## Task prompt
Reproduce, word for word, everything in the Valeant drug pricing article from "The shift comes" down to "drug price battle.".

Valeant Pharmaceuticals is backing down from its long-running strategy of buying older drugs and raising the prices, CEO J. Michael Pearson said Monday during the company’s quarterly earnings call.
“It’s likely we’ll pursue fewer if any transactions that are focused on mispriced products,” said Pearson.
The shift comes only days after the drug maker received subpoenas from federal prosecutors demanding more information about how it prices and distributes its drugs, putting Valeant (VRX) on the hot seat in the latest drug price battle.
Drug prices have become a high-profile political issue as significant cost increases have focused attention on the pharmaceutical industry. The moves have sparked rival health plans from 2016 presidential candidates Hillary Clinton and Jeb Bush and attracted the attention of Congress members who are demanding more information on how companies price lifesaving and other critical treatments.
Valeant has bought up a string of older treatments over the past several years and boosted their prices. For instance, the cost of its heart drug Isuprel went up 720% from December 2013 to today. Its diabetes treatment Glumetza’s price increased 1,018% over about two years, and Cuprimine, a treatment for Wilson’s Disease (a rare liver ailment), now costs 2,849% more than it did in February 2013.

## Supplied information
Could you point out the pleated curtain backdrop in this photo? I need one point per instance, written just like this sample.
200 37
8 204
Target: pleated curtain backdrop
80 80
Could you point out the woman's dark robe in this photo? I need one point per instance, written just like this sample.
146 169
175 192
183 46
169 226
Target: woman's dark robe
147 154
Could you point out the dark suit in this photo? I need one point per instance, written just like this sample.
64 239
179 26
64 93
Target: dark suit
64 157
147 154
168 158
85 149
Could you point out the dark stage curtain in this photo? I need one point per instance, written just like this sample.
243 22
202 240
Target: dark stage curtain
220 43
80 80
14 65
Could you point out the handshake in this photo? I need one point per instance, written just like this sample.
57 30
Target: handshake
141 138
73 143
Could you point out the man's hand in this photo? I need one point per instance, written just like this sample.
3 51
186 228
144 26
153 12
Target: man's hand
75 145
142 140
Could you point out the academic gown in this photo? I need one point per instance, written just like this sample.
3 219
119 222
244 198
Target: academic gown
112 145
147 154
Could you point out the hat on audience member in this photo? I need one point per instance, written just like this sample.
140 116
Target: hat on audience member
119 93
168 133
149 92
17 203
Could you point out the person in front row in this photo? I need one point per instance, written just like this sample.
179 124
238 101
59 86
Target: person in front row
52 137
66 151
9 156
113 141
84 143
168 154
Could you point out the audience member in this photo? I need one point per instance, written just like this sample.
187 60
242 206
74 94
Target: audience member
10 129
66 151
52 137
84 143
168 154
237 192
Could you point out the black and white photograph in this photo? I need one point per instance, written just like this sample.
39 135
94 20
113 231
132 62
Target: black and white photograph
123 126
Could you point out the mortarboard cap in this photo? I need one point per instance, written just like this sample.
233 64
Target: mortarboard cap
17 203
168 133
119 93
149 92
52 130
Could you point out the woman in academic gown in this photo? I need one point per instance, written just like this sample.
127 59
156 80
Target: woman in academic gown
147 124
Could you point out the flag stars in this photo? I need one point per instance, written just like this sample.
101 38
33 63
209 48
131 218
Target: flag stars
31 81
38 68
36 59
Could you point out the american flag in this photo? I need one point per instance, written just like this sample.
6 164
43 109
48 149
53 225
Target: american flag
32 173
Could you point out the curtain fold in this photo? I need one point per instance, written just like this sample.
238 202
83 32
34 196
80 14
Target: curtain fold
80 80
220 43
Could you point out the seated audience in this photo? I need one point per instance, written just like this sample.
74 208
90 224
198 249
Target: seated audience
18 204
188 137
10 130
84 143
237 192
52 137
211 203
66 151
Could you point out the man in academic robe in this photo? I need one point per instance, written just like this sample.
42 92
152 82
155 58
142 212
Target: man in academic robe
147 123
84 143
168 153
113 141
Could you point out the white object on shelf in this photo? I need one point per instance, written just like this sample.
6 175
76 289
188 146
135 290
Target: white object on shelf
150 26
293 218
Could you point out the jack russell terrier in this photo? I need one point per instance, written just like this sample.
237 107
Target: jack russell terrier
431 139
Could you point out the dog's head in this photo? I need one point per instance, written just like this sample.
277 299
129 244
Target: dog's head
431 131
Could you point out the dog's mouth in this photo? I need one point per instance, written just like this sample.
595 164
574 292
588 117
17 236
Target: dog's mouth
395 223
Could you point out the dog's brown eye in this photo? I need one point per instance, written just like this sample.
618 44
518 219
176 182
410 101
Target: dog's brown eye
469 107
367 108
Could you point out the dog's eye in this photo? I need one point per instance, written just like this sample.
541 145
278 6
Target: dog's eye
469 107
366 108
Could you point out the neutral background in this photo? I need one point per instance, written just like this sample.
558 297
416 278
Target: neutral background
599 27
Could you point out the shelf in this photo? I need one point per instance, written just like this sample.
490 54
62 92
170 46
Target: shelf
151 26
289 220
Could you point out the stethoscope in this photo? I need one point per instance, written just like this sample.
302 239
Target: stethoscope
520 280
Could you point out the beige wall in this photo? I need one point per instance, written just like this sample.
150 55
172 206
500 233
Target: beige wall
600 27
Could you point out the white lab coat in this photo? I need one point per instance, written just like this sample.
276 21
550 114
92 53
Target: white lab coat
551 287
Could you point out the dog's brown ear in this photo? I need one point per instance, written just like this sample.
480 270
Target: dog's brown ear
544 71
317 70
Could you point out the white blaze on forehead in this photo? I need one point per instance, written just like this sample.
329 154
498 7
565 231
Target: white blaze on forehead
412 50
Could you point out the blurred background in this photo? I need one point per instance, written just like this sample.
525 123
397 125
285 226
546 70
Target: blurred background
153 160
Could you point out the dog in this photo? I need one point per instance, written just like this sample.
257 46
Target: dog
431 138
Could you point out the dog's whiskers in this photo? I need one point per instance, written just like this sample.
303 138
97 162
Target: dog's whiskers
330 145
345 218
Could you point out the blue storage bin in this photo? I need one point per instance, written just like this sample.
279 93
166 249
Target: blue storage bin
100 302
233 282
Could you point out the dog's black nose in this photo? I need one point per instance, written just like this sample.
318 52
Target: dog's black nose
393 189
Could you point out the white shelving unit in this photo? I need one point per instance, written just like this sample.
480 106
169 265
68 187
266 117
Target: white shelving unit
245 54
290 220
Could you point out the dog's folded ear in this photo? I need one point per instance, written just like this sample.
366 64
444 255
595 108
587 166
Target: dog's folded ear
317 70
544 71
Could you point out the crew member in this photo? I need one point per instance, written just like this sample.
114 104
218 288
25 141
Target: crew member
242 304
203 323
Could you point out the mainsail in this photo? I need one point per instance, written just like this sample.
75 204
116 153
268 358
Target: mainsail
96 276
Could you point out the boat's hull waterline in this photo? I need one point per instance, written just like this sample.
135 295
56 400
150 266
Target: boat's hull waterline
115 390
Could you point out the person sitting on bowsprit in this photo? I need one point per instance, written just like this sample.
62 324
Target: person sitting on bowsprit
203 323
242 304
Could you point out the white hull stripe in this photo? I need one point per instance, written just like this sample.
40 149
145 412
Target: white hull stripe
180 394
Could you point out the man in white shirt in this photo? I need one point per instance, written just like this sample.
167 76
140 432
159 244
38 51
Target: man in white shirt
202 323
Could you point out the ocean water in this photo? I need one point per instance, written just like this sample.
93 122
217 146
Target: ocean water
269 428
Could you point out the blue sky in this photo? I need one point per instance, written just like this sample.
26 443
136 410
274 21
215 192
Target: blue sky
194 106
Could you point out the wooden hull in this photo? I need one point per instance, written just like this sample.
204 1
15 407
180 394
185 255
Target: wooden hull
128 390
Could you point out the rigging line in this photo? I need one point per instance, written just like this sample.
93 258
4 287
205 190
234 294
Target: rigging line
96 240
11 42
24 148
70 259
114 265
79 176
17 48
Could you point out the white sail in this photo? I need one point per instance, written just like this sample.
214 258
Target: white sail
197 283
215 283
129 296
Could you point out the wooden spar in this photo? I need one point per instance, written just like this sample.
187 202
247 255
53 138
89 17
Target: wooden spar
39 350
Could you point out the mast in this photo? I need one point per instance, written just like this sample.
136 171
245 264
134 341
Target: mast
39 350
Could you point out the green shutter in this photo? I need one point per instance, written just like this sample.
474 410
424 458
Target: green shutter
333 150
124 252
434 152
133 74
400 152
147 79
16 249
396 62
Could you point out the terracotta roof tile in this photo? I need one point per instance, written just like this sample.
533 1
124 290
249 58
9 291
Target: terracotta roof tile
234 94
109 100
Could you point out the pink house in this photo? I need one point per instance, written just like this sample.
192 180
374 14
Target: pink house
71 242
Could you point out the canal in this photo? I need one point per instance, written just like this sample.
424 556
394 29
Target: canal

## Your response
The shift comes only days after the drug maker received subpoenas from federal prosecutors demanding more information about how it prices and distributes its drugs, putting Valeant (VRX) on the hot seat in the latest drug price battle.